======== EXERCISE DATA

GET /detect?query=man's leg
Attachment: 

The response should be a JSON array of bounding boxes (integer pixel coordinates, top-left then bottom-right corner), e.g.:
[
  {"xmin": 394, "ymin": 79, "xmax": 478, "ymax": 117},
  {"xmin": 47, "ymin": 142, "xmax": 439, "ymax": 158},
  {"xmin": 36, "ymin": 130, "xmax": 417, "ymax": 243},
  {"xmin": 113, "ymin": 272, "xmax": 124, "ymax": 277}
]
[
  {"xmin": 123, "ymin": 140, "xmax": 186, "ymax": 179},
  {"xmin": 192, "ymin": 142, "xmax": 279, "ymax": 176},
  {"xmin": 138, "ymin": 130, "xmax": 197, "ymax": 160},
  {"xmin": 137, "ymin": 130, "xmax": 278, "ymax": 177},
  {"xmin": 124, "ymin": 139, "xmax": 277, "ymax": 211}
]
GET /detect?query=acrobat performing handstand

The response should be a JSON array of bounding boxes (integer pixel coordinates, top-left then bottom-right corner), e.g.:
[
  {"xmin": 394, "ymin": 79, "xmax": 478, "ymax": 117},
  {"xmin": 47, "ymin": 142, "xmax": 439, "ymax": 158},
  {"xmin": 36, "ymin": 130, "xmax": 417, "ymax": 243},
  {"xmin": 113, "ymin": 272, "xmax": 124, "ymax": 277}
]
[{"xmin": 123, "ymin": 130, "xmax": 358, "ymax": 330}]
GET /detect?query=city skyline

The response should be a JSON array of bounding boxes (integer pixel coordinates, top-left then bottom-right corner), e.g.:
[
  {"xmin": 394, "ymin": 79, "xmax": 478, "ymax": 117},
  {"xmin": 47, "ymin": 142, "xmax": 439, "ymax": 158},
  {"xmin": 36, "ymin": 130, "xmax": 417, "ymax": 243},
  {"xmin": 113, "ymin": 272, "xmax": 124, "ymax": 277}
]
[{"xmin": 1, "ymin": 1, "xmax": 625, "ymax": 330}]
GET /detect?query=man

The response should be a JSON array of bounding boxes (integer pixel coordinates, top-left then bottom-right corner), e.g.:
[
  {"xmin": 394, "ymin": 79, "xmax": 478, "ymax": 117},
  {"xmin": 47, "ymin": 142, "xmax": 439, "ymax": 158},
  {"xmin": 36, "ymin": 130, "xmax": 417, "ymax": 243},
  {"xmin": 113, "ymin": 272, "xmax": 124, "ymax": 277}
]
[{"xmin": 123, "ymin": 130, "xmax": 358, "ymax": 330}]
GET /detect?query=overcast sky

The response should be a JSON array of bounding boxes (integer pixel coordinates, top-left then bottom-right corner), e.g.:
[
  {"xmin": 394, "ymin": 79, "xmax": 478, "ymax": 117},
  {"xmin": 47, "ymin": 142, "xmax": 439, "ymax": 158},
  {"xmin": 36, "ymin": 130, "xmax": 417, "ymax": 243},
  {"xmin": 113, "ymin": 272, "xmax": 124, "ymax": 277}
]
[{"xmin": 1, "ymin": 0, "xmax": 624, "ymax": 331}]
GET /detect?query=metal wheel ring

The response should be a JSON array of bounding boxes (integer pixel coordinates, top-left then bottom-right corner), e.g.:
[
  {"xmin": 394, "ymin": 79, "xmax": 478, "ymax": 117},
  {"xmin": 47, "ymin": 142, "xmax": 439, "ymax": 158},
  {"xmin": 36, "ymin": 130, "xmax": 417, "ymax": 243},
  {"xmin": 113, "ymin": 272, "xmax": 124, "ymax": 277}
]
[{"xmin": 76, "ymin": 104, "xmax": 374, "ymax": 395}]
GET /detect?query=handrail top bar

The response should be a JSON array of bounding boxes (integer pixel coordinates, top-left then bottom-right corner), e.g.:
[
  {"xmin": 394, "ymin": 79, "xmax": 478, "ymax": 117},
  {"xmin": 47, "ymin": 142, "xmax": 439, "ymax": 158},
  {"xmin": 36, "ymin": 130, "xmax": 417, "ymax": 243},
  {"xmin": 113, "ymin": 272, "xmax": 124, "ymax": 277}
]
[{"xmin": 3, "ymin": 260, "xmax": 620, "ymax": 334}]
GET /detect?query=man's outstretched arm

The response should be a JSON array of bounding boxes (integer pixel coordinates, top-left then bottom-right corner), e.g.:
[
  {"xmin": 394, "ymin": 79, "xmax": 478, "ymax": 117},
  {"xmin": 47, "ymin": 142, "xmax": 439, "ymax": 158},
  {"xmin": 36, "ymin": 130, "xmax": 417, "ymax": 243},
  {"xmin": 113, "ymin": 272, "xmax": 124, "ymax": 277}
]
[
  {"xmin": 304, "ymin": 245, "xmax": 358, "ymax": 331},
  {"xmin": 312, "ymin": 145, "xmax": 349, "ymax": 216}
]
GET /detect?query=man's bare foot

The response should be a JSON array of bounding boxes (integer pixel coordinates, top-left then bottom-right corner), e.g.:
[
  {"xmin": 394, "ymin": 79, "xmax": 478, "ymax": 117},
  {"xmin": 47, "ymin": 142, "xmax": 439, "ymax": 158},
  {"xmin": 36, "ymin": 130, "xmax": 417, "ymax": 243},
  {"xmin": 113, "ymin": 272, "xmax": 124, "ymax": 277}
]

================

## EXERCISE AIM
The answer must be every line of the data that contains the word "detect".

## FINISHED TASK
GET /detect?query=man's leg
GET /detect?query=acrobat performing handstand
GET /detect?query=city skyline
GET /detect?query=man
GET /detect?query=overcast sky
GET /detect?query=metal wheel ring
GET /detect?query=handrail top bar
GET /detect?query=man's outstretched arm
GET /detect?query=man's bare foot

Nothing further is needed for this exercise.